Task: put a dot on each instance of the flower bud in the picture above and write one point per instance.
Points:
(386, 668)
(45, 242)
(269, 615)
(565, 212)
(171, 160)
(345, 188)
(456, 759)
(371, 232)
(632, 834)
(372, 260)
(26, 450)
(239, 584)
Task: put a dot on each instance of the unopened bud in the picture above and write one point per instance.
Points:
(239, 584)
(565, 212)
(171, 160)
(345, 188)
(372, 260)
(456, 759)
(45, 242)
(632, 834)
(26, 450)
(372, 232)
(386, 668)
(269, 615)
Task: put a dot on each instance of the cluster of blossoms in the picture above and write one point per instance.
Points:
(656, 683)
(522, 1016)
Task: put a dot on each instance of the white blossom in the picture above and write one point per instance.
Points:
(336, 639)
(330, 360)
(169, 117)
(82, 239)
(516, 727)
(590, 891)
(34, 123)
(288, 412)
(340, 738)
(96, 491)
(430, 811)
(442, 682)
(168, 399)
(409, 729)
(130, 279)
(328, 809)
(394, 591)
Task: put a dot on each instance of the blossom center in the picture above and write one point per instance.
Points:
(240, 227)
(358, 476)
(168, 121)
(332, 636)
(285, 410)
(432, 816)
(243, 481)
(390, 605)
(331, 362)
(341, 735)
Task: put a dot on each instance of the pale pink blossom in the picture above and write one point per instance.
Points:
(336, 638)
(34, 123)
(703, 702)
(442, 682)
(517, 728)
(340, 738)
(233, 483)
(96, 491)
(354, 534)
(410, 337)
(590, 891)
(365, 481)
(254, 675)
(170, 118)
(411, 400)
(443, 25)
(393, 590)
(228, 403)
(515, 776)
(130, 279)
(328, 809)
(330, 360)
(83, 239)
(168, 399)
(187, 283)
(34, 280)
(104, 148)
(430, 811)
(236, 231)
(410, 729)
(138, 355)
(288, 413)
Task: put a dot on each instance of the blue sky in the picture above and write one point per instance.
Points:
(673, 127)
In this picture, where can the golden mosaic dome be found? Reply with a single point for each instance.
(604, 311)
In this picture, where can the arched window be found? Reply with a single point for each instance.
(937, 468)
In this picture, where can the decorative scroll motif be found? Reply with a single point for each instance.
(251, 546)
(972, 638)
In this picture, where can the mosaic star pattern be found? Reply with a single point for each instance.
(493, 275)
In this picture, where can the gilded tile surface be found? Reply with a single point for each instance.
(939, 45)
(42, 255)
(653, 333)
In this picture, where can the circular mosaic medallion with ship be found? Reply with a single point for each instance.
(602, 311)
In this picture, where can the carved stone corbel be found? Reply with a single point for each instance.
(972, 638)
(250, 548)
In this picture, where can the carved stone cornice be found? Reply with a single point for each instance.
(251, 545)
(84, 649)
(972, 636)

---

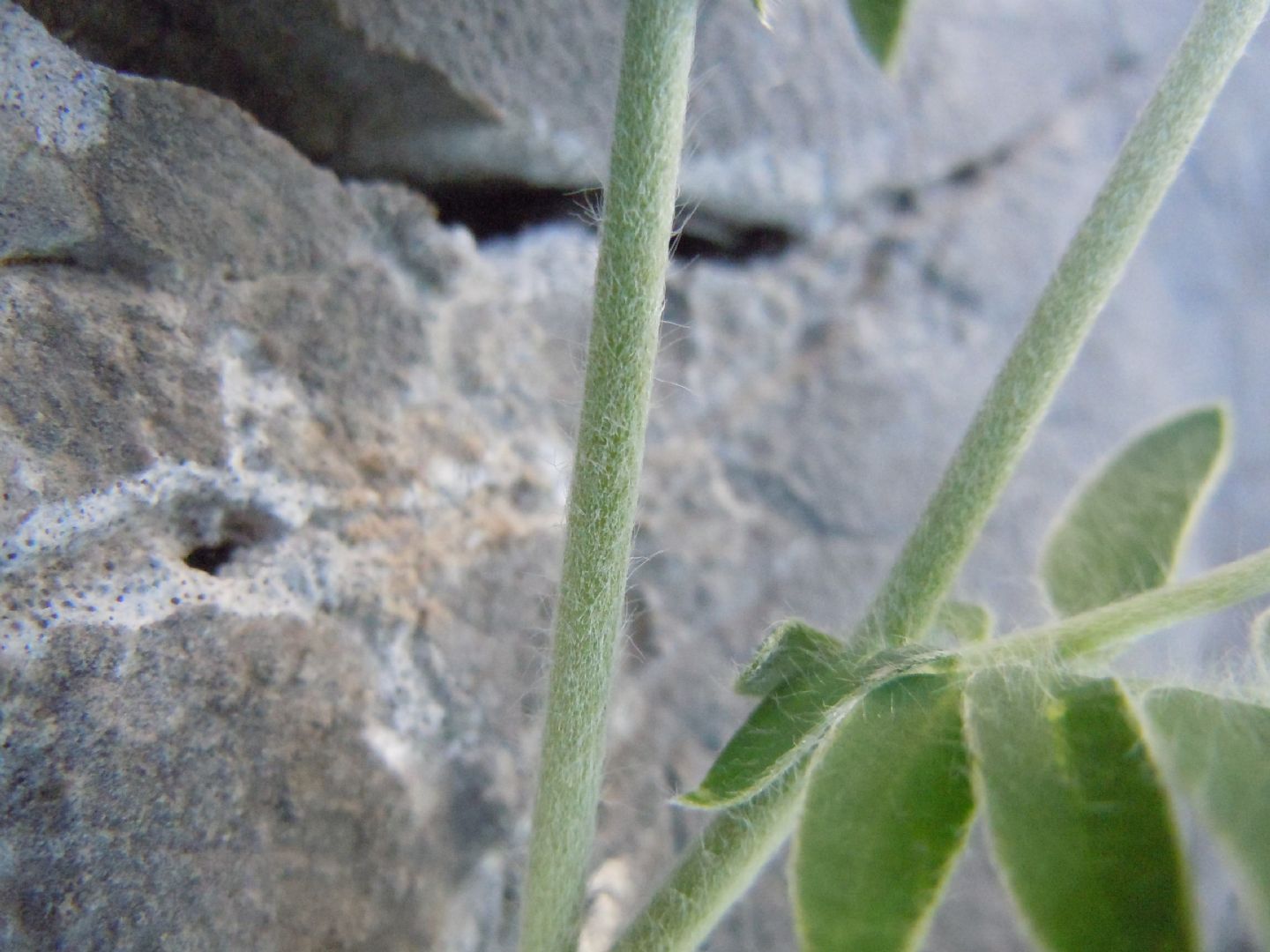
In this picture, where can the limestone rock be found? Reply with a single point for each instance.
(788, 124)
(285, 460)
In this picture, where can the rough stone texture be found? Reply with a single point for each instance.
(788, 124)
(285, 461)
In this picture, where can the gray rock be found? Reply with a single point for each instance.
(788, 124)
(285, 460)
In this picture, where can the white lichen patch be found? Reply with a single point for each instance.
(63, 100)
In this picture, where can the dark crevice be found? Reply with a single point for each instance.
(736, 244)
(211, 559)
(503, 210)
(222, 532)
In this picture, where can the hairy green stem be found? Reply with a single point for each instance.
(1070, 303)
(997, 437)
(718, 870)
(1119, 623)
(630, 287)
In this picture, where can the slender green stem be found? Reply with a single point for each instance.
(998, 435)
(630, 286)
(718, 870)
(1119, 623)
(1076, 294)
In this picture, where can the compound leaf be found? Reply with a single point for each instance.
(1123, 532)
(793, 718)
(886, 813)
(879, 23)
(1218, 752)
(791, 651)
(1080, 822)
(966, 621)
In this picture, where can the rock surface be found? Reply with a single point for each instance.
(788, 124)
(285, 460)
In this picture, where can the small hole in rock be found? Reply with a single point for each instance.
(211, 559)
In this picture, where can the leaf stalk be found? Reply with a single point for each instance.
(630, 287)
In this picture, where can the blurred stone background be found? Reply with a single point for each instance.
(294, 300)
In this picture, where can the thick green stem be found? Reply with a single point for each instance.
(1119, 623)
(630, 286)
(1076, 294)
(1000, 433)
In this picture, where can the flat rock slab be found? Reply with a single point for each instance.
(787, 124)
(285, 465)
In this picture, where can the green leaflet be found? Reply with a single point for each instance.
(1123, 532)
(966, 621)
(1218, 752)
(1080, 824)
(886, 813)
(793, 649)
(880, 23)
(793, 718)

[What you need to do]
How many lines in the listing contain the string "rock", with case counting? Give only the number.

[Solution to the exercise]
5